SET TASK >> Recast the listing below as a numbered list, leaving out blank lines and any pictures.

SOURCE RECORDS >>

┄┄┄┄┄┄

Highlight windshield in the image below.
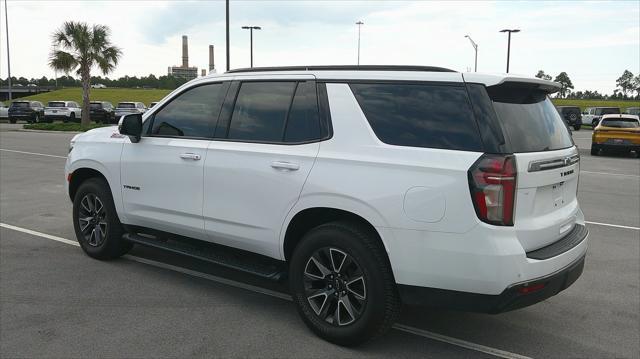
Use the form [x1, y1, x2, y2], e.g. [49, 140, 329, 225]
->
[487, 84, 573, 153]
[596, 107, 620, 115]
[600, 118, 640, 128]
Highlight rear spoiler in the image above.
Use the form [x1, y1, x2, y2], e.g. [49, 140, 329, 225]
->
[462, 73, 562, 94]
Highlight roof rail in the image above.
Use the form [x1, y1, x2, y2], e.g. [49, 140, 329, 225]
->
[225, 65, 456, 74]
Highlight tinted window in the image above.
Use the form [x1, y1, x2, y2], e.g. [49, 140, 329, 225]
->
[351, 84, 482, 151]
[596, 108, 620, 116]
[487, 85, 573, 152]
[284, 81, 320, 142]
[151, 84, 225, 137]
[228, 82, 296, 142]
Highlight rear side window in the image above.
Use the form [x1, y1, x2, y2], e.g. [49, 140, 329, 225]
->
[351, 83, 483, 151]
[151, 83, 226, 138]
[596, 108, 620, 116]
[228, 82, 296, 142]
[284, 81, 320, 142]
[487, 83, 573, 153]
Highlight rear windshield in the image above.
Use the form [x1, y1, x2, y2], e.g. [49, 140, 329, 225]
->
[351, 83, 483, 151]
[596, 108, 620, 115]
[487, 84, 573, 153]
[600, 118, 640, 128]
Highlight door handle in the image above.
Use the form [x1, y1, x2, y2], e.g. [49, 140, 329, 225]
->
[271, 161, 300, 171]
[180, 153, 200, 161]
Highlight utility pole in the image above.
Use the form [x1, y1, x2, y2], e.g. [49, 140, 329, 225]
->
[242, 26, 262, 67]
[356, 20, 364, 66]
[500, 29, 520, 73]
[4, 0, 12, 101]
[225, 0, 231, 71]
[464, 35, 478, 72]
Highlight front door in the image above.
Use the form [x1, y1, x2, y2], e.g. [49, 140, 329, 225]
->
[203, 78, 322, 258]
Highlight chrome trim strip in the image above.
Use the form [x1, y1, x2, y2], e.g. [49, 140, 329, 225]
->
[529, 153, 580, 172]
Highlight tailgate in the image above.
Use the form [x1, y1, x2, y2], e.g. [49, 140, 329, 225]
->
[514, 147, 580, 252]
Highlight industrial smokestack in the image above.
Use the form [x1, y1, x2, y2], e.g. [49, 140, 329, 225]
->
[182, 35, 189, 67]
[209, 45, 216, 71]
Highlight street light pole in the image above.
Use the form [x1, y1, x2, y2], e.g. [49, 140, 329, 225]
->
[4, 0, 12, 101]
[356, 20, 364, 66]
[464, 35, 478, 72]
[242, 26, 262, 67]
[225, 0, 231, 71]
[500, 29, 520, 73]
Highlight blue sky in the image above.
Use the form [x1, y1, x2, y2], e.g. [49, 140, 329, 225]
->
[0, 0, 640, 93]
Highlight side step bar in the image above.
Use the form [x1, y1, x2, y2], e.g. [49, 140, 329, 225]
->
[122, 233, 287, 281]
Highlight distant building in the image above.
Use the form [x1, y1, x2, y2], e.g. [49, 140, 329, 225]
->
[167, 35, 198, 80]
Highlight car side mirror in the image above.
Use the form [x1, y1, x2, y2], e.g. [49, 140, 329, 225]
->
[118, 113, 142, 143]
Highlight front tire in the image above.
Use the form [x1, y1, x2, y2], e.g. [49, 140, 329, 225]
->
[73, 178, 133, 260]
[289, 222, 400, 346]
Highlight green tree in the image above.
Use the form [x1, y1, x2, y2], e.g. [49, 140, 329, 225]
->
[49, 21, 122, 125]
[616, 70, 633, 97]
[536, 70, 551, 81]
[553, 71, 573, 97]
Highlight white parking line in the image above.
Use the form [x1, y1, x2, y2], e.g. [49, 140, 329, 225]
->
[0, 148, 67, 159]
[580, 170, 640, 178]
[584, 221, 640, 231]
[0, 223, 531, 359]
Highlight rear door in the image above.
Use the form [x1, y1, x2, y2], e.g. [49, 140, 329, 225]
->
[203, 76, 321, 258]
[487, 83, 583, 251]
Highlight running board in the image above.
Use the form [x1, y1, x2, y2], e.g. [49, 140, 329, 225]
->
[122, 233, 287, 281]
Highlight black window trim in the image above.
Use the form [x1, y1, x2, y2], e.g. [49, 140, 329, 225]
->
[212, 78, 333, 146]
[142, 80, 231, 141]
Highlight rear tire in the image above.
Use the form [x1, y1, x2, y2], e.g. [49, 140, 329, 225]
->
[73, 177, 133, 260]
[289, 222, 400, 346]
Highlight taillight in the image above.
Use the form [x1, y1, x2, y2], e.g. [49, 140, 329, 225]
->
[468, 154, 517, 226]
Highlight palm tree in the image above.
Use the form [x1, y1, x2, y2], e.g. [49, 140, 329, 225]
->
[49, 21, 122, 125]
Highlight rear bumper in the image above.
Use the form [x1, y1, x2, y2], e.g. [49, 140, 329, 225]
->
[398, 254, 586, 314]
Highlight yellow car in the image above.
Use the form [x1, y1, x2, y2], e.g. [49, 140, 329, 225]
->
[591, 114, 640, 157]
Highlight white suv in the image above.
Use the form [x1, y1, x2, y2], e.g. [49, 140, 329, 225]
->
[65, 66, 587, 345]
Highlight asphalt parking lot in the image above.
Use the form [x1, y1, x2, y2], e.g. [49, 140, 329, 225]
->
[0, 124, 640, 358]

┄┄┄┄┄┄

REPLY >>
1. Highlight windshield in the image below.
2. Use the form [x1, y1, x2, y2], e.g. [49, 140, 329, 225]
3. ->
4. [487, 84, 573, 153]
5. [596, 107, 620, 115]
6. [600, 118, 640, 128]
7. Highlight rear spoiler in the image above.
8. Use the form [x1, y1, x2, y2], e.g. [49, 140, 329, 225]
9. ->
10. [462, 73, 562, 94]
11. Highlight roof rail in the image above.
12. Use the form [x1, y1, x2, y2], e.g. [49, 140, 329, 225]
13. ->
14. [225, 65, 456, 74]
15. Highlight tinted window in the image above.
16. Use the form [x1, y1, x2, y2], e.g. [49, 140, 329, 225]
17. ->
18. [351, 84, 482, 151]
19. [596, 108, 620, 116]
20. [487, 85, 573, 152]
21. [284, 81, 320, 142]
22. [151, 84, 225, 137]
23. [228, 82, 296, 142]
24. Highlight rear side window in the image above.
25. Use the form [x1, y1, x2, y2], e.g. [49, 140, 329, 225]
26. ->
27. [351, 83, 483, 151]
28. [151, 83, 226, 138]
29. [596, 108, 620, 116]
30. [228, 82, 296, 142]
31. [284, 81, 320, 142]
32. [487, 83, 573, 153]
33. Highlight rear windshield in the image above.
34. Use the form [x1, y1, x2, y2], e.g. [49, 140, 329, 225]
35. ->
36. [351, 83, 483, 151]
37. [596, 108, 620, 115]
38. [487, 84, 573, 153]
39. [600, 118, 640, 128]
40. Highlight door handle in the image above.
41. Use the form [x1, y1, x2, y2], e.g. [49, 140, 329, 225]
42. ->
43. [271, 161, 300, 171]
44. [180, 153, 200, 161]
45. Highlight utility pole in the image above.
46. Use the form [x1, y1, x2, y2], e.g. [49, 140, 329, 225]
47. ->
48. [242, 26, 262, 67]
49. [356, 20, 364, 66]
50. [500, 29, 520, 73]
51. [4, 0, 12, 101]
52. [225, 0, 231, 71]
53. [464, 35, 478, 72]
54. Highlight front door in the image above.
55. Use the form [x1, y1, x2, y2], e.g. [49, 140, 329, 225]
56. ->
57. [203, 78, 322, 258]
58. Highlight chrome trim strip in the image above.
59. Use the form [x1, y1, x2, y2], e.g. [49, 140, 329, 225]
60. ->
61. [529, 153, 580, 172]
62. Highlight tailgate in the image above.
63. Use the form [x1, y1, x2, y2], e.g. [49, 140, 329, 225]
64. ->
65. [514, 147, 580, 252]
66. Highlight industrial smokestack in the image above.
67. Use the form [x1, y1, x2, y2], e.g. [49, 140, 329, 225]
68. ->
69. [182, 35, 189, 67]
70. [209, 45, 216, 71]
71. Highlight street light pole in the image above.
72. Use the form [x1, y1, x2, y2], e.g. [49, 140, 329, 225]
73. ->
74. [4, 0, 12, 101]
75. [356, 20, 364, 66]
76. [464, 35, 478, 72]
77. [242, 26, 262, 67]
78. [225, 0, 231, 71]
79. [500, 29, 520, 73]
80. Highlight blue sky in the image above.
81. Use the form [x1, y1, x2, y2], e.g. [49, 140, 329, 225]
82. ->
83. [0, 0, 640, 93]
84. Highlight side step bar in the image above.
85. Use the form [x1, y1, x2, y2], e.g. [49, 140, 329, 225]
86. ->
87. [122, 233, 287, 281]
88. Highlight distant building in the image above.
89. Use the form [x1, y1, x2, y2], e.g. [49, 140, 329, 225]
90. ->
91. [167, 35, 198, 80]
92. Highlight car side mirror in the image above.
93. Use the form [x1, y1, x2, y2], e.g. [49, 140, 329, 225]
94. ->
95. [118, 113, 142, 143]
96. Highlight front tire in the image above.
97. Use the form [x1, y1, x2, y2], e.g. [49, 140, 329, 225]
98. ->
99. [73, 178, 133, 260]
100. [289, 222, 400, 346]
101. Highlight green tree in the image above.
102. Use the form [x1, y1, x2, y2], e.g. [49, 140, 329, 225]
103. ->
104. [49, 21, 122, 125]
105. [616, 70, 633, 97]
106. [536, 70, 551, 81]
107. [553, 71, 573, 97]
108. Highlight white parking line in the image above.
109. Use the form [x1, y1, x2, y2], e.g. [49, 140, 329, 225]
110. ->
111. [0, 148, 67, 159]
112. [580, 170, 640, 178]
113. [584, 221, 640, 231]
114. [0, 223, 531, 359]
115. Highlight rear door in the image above.
116. Use the form [x1, y1, x2, y2], e.g. [49, 140, 329, 225]
117. ->
118. [203, 76, 321, 258]
119. [487, 83, 583, 251]
120. Highlight running board in the image above.
121. Use the form [x1, y1, x2, y2], e.g. [49, 140, 329, 225]
122. ->
123. [122, 233, 287, 281]
124. Highlight black window trim in the image above.
125. Use the form [x1, y1, x2, y2], e.g. [49, 140, 329, 225]
126. ->
127. [212, 78, 333, 146]
128. [142, 80, 231, 141]
129. Highlight rear tire in the image above.
130. Use the form [x1, y1, x2, y2], e.g. [49, 140, 329, 225]
131. ->
132. [73, 177, 133, 260]
133. [289, 222, 400, 346]
134. Highlight taillight in the image above.
135. Use the form [x1, y1, x2, y2], e.g. [49, 140, 329, 225]
136. ->
137. [468, 154, 517, 226]
138. Highlight palm tree in the image above.
139. Use the form [x1, y1, x2, y2], e.g. [49, 140, 329, 225]
140. ->
141. [49, 21, 122, 125]
142. Highlight rear bumper in the image above.
143. Use the form [x1, y1, x2, y2], e.g. [49, 140, 329, 225]
144. ->
145. [398, 254, 586, 314]
146. Highlight yellow car in the image above.
147. Use the form [x1, y1, x2, y2], e.g. [49, 140, 329, 225]
148. ->
149. [591, 114, 640, 157]
150. Highlight white suv in the image above.
151. Use the form [x1, y1, x2, y2], e.g. [49, 140, 329, 225]
152. ->
153. [65, 66, 587, 345]
154. Highlight asphalt parking lot in the image above.
155. Use the form [x1, y1, x2, y2], e.g. [49, 140, 329, 225]
156. ->
157. [0, 124, 640, 358]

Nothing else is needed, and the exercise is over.